[LISTED ENTRIES]

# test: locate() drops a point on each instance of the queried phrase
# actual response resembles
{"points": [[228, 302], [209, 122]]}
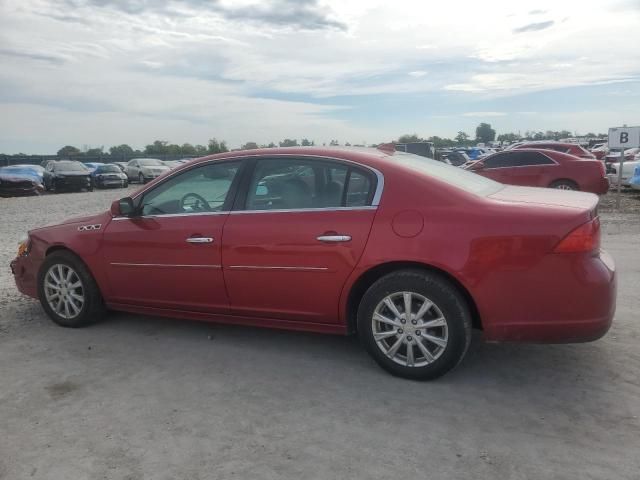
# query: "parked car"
{"points": [[108, 175], [628, 170], [543, 168], [67, 175], [16, 185], [144, 169], [570, 148], [634, 182], [629, 155], [407, 252], [34, 172]]}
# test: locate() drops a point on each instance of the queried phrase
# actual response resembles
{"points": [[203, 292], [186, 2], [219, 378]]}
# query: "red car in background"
{"points": [[570, 148], [543, 168], [407, 252]]}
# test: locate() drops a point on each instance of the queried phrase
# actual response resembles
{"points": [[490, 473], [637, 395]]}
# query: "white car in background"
{"points": [[143, 170], [627, 170]]}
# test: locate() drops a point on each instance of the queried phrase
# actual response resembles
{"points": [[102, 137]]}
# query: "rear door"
{"points": [[296, 234]]}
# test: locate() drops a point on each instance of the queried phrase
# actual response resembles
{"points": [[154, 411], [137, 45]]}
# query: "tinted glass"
{"points": [[69, 167], [198, 190], [296, 184]]}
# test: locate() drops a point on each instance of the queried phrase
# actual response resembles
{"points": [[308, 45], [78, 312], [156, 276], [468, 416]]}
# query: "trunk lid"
{"points": [[547, 197]]}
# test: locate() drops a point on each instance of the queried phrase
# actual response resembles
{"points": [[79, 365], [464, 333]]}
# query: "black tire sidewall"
{"points": [[92, 307], [444, 295]]}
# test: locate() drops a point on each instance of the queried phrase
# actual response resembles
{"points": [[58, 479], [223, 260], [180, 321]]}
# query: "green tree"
{"points": [[484, 133], [121, 150], [462, 138], [217, 147], [508, 137], [68, 151], [410, 138]]}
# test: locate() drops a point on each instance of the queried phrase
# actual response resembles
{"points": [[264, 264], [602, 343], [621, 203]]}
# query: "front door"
{"points": [[301, 228], [169, 256]]}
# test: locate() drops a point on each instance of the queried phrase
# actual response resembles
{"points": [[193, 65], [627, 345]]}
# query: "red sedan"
{"points": [[544, 168], [408, 253], [570, 148]]}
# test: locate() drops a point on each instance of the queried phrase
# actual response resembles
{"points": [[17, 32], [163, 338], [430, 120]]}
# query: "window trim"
{"points": [[375, 175], [552, 164]]}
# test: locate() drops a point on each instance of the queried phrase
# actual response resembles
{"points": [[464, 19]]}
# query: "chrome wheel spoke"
{"points": [[410, 358], [425, 352], [424, 308], [394, 348], [441, 342], [383, 335], [436, 322], [392, 306], [382, 319]]}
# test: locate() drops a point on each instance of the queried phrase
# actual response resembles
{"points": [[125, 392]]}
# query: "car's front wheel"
{"points": [[67, 291], [415, 324]]}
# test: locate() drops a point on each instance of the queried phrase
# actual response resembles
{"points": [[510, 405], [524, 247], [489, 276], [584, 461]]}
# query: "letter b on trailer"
{"points": [[624, 137]]}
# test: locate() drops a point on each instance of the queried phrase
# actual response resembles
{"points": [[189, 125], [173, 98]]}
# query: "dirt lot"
{"points": [[146, 398]]}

[/LISTED ENTRIES]

YOUR TASK:
Repeat the data exactly as given. Keep every picture out of the copy.

FINISHED EXERCISE:
# test: locate() drops a point on each instance of the queried phrase
# actual response resembles
{"points": [[228, 302], [209, 122]]}
# query: "parked car"
{"points": [[108, 175], [628, 170], [543, 168], [67, 175], [16, 185], [144, 169], [570, 148], [634, 182], [629, 155], [407, 252], [34, 172]]}
# test: locate() drops a point on each instance of the queried phrase
# actual response resembles
{"points": [[203, 292], [186, 2], [219, 378]]}
# query: "red car in background"
{"points": [[570, 148], [543, 168], [407, 252]]}
# test: locate() drops a point on each instance of the queried phrase
# actual response resembles
{"points": [[490, 473], [637, 395]]}
# query: "white car in background"
{"points": [[143, 170], [627, 170]]}
# test: locate() drops a point on each instance of the queried phrase
# actual response resembles
{"points": [[102, 137]]}
# query: "rear door"
{"points": [[296, 234]]}
# test: locate() drops a point on each instance of the queried phrase
# actual response resembles
{"points": [[154, 411], [137, 45]]}
# query: "tinted glass"
{"points": [[69, 167], [198, 190], [296, 184]]}
# test: locate() drops a point on each instance of the queried phrase
# actual response resembles
{"points": [[308, 45], [78, 312], [156, 276], [468, 416]]}
# query: "trunk lid"
{"points": [[547, 197]]}
# test: locate() drops a point on each instance of the queried phrase
# actual response resembles
{"points": [[79, 365], [464, 333]]}
# query: "black tire sidewall"
{"points": [[92, 307], [444, 295]]}
# test: locate() drops a point on each instance of the queried phrase
# actual response resembles
{"points": [[58, 479], [223, 260], [180, 321]]}
# query: "green tree"
{"points": [[484, 133], [121, 150], [462, 138], [217, 147], [508, 137], [68, 151], [410, 138]]}
# test: locate() drops a point on each instance of the queried phrase
# actual response resembles
{"points": [[264, 264], [602, 343], [621, 203]]}
# query: "front door"
{"points": [[301, 228], [169, 256]]}
# test: locate() drops a point on each instance of the queried phrase
# actual response resembles
{"points": [[193, 65], [627, 345]]}
# query: "red sedan"
{"points": [[544, 168], [408, 253], [570, 148]]}
# test: locate() drops a point on each instance of the queried phrase
# actual response resembles
{"points": [[17, 32], [163, 338], [430, 120]]}
# query: "window trim"
{"points": [[375, 175], [552, 164]]}
# test: locate() drops a point on each instance of the queried phrase
# actual response resembles
{"points": [[464, 19]]}
# query: "chrome wheel spoke"
{"points": [[410, 358], [425, 352], [424, 308], [394, 348], [441, 342], [383, 335], [436, 322], [392, 306], [382, 319]]}
# test: locate() drops a point on each instance of the queried phrase
# actual response resembles
{"points": [[125, 392]]}
# query: "car's front wheel"
{"points": [[67, 291], [415, 324]]}
# test: locate() drops a point on each instance of the queried phrase
# actual response resembles
{"points": [[510, 405], [524, 247], [489, 276], [584, 461]]}
# query: "letter b on trailer"
{"points": [[624, 137]]}
# test: locate() drops a point on each instance of the queried phrase
# actual response resembles
{"points": [[189, 125], [173, 98]]}
# query: "dirt lot"
{"points": [[146, 398]]}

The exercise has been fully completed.